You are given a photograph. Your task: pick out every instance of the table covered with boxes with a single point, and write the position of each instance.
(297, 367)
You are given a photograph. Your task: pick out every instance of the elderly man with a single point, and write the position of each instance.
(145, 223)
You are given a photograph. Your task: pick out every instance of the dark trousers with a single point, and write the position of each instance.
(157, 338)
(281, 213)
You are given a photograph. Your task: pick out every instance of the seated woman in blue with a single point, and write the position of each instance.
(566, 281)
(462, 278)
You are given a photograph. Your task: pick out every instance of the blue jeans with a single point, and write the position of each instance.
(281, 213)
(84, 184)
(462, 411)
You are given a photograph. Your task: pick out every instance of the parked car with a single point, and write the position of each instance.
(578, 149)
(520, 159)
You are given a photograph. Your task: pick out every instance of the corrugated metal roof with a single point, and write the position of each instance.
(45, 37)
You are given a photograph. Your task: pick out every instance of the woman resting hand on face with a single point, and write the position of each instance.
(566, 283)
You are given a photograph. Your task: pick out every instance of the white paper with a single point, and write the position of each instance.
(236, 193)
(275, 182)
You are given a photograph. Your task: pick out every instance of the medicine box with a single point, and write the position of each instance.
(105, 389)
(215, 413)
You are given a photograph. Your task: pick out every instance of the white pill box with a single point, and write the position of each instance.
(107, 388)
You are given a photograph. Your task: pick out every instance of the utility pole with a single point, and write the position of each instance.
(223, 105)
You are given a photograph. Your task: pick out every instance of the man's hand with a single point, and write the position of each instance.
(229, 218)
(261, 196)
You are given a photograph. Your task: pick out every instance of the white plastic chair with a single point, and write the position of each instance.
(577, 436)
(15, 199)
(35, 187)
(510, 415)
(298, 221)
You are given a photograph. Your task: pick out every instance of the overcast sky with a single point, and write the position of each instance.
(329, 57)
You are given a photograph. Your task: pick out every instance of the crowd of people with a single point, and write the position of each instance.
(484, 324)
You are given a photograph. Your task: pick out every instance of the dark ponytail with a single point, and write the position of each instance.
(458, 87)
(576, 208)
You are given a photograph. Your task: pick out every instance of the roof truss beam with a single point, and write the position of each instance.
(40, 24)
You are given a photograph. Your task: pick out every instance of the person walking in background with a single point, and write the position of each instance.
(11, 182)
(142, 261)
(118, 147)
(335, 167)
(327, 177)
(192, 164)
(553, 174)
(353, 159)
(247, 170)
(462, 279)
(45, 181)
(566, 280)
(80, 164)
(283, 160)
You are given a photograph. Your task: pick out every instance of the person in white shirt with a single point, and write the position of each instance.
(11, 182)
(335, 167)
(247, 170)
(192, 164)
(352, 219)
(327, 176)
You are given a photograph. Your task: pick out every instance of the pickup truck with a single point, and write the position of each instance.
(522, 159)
------------------------------------------------------------------------
* **What is asked**
Copy every line of the entries above word for word, without any changes.

* **Correct result**
You are given a photograph. Your task: pick out every instance of the table covered with boxes with a single point, and write the position of each instance.
(297, 367)
You are given a photograph. Your task: pick out every instance of the elderly man with a single point, and write the position of each instance.
(145, 223)
You are given a photograph. Your task: pick out every instance of the dark trousers with a single point, and write the position of each instance.
(157, 338)
(281, 213)
You are given a photograph. Your task: pick out every instance of the seated woman in blue with a single point, and write the position of each instance.
(566, 281)
(462, 278)
You are given a photograph. Your task: pick out every instance of the blue jeans with a single point, and write the position of each instance.
(281, 213)
(84, 184)
(462, 411)
You are given a photograph. Your task: pick out every instance of the parked car with a single point, and write the position of each instance.
(578, 149)
(520, 159)
You are given a photograph. Your task: pick out every instance of the corrugated metal roof with a single point, and write the position of each instance.
(45, 37)
You are given a photograph. Your task: pick out every instance of the woman resting hand on face with a single point, and write the position of each instance.
(566, 283)
You are given a photograph. Your task: pick out every instance of the white paper with a single point, and write the position of each instance.
(236, 193)
(275, 182)
You are given a photograph. Your task: pick out every instance of the medicine box with a single point, and write the position of each instance.
(105, 389)
(215, 413)
You are given a photograph. Your task: pick out every instance of the white pill box with a single point, and write the position of each instance.
(107, 388)
You are given a photograph. Your task: pick out every instance of the utility pole with a single point, and write the position of each instance.
(223, 105)
You are given a photograph. Your task: pick out every instance of the man's hand with a single point, and write the position of each instance.
(229, 218)
(261, 196)
You are given a photograph. Your task: pick out every instance of the white plastic chair with a single point, and write the position of each instance.
(577, 436)
(15, 199)
(35, 187)
(510, 415)
(298, 221)
You are given a photograph. Your task: pick out every instance of the overcast sky with a single point, and write the position of each instance.
(329, 57)
You are given a photograph. Your task: pick out every instance of the crowd of people with a single point, and write the position of each instance.
(484, 324)
You are given a photograph. Your task: pick out every instance of the dark ponytail with a single point, and write the position of each instance.
(458, 87)
(576, 208)
You are given a photograph. Your task: pick out every instance of the roof truss beam with a single point, and write the position of each instance.
(40, 24)
You are given a photograph. Your task: pick out every instance of the person walking in background with a single point, and write the position of each instance.
(11, 182)
(142, 261)
(118, 147)
(335, 167)
(327, 177)
(192, 164)
(553, 174)
(353, 159)
(247, 170)
(462, 279)
(45, 181)
(566, 280)
(80, 164)
(283, 160)
You are given a photograph. Your task: pick out every instance of the person in white shirt with a single point, and write the position of each instance.
(11, 182)
(335, 167)
(247, 170)
(192, 164)
(352, 219)
(327, 176)
You are given a photograph. Your task: pick out every instance of the pickup truck with a single point, and write the position of each instance.
(522, 159)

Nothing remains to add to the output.